**閱讀節選:**
⁂
簡易檢索 / 詳目顯示

研究生: 張恭銘
Chang, Gung-Ming
論文名稱: 基於發聲起始時間與重音類別偵測之台灣腔英語鑑別性語音特徵分析之研究
Discriminative Feature Analysis based on Voice Onset Time and Stress Detection for Taiwanese-accented English Speech
指導教授: 王駿發
Wang, Jhing-Fa
學位類別: 碩士
Master
系所名稱: 電機資訊學院 - 電機工程學系
Department of Electrical Engineering
論文出版年: 2007
畢業學年度: 95
語文別: 英文
論文頁數: 49
中文關鍵詞: 發聲起始時間重音類別偵測
外文關鍵詞: Stress Detection, Voice Onset Time
相關次數: 點閱:84下載:2
分享至:
查詢本校圖書館目錄 查詢臺灣博碩士論文知識加值系統 勘誤回報
  • 近幾年來自動語音辨識系統已有相當顯著的成效,傳統的語音辨識技術在處理語者語音訊號識別時,可分成語者相關與非語者相關來抽取相關的語音屬性來建立識別模型,然而語者相關的語音辨識處理,大多無法識別因口音特性而影響的語音訊號,如發音錯誤,使得傳統語音辨識器是無法良好適用在特定口音的語者身上。另外,資料顯示一般來自相同區域的人會有相似口音跟語氣的走勢,當語者擁有嚴重的口音時,相對於其他正常的發音常會有發音錯誤的麻煩。因為與別人溝通講話或是互動是一種改善外語能力的方法之一,所以在未來具腔調調適的自動語音辨識系統以幫助語者有效的改善他們口音問題為一重要課題。
⁂
**本題資料:**
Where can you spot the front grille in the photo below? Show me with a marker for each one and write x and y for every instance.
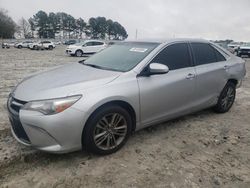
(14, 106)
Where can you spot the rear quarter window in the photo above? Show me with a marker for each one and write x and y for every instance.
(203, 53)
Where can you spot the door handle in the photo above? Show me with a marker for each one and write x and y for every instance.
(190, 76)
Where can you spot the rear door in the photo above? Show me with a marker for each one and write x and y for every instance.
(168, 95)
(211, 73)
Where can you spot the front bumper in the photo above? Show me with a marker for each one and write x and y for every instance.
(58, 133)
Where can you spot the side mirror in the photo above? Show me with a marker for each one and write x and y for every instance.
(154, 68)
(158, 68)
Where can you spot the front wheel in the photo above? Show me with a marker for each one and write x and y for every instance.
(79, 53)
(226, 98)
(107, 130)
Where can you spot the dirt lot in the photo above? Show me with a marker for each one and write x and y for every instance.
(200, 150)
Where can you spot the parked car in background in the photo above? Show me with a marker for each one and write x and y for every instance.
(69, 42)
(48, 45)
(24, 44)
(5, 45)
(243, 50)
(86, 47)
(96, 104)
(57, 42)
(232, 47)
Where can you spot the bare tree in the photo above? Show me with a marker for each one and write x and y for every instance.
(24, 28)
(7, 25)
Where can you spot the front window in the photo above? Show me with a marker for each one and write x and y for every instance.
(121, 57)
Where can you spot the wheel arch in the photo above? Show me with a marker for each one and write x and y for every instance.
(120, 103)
⁂
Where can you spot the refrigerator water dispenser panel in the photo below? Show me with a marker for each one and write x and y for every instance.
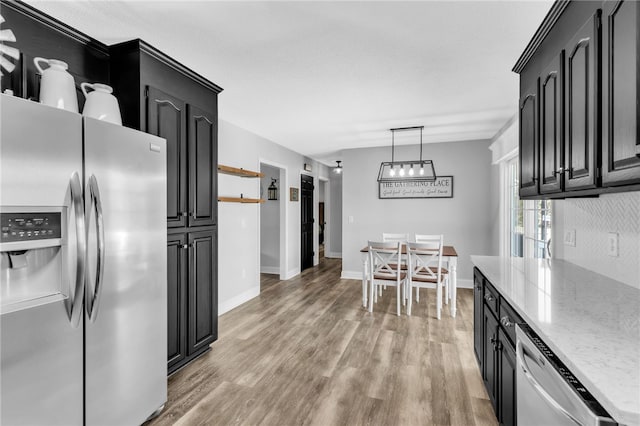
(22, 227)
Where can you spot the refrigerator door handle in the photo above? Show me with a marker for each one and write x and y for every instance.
⁂
**練習要求:**
a – 請把上面的論文資料頁從頭到尾一字不差地完整抄寫出來。
b – 請數出資料列中含有「refrigerator」這個字串的行數，只回答一個數字。
上面的論文資料頁與這些資料列彼此毫無關聯。

**正確答案:**
a –
簡易檢索 / 詳目顯示

研究生: 張恭銘
Chang, Gung-Ming
論文名稱: 基於發聲起始時間與重音類別偵測之台灣腔英語鑑別性語音特徵分析之研究
Discriminative Feature Analysis based on Voice Onset Time and Stress Detection for Taiwanese-accented English Speech
指導教授: 王駿發
Wang, Jhing-Fa
學位類別: 碩士
Master
系所名稱: 電機資訊學院 - 電機工程學系
Department of Electrical Engineering
論文出版年: 2007
畢業學年度: 95
語文別: 英文
論文頁數: 49
中文關鍵詞: 發聲起始時間重音類別偵測
外文關鍵詞: Stress Detection, Voice Onset Time
相關次數: 點閱:84下載:2
分享至:
查詢本校圖書館目錄 查詢臺灣博碩士論文知識加值系統 勘誤回報
  • 近幾年來自動語音辨識系統已有相當顯著的成效,傳統的語音辨識技術在處理語者語音訊號識別時,可分成語者相關與非語者相關來抽取相關的語音屬性來建立識別模型,然而語者相關的語音辨識處理,大多無法識別因口音特性而影響的語音訊號,如發音錯誤,使得傳統語音辨識器是無法良好適用在特定口音的語者身上。另外,資料顯示一般來自相同區域的人會有相似口音跟語氣的走勢,當語者擁有嚴重的口音時,相對於其他正常的發音常會有發音錯誤的麻煩。因為與別人溝通講話或是互動是一種改善外語能力的方法之一,所以在未來具腔調調適的自動語音辨識系統以幫助語者有效的改善他們口音問題為一重要課題。

b – 2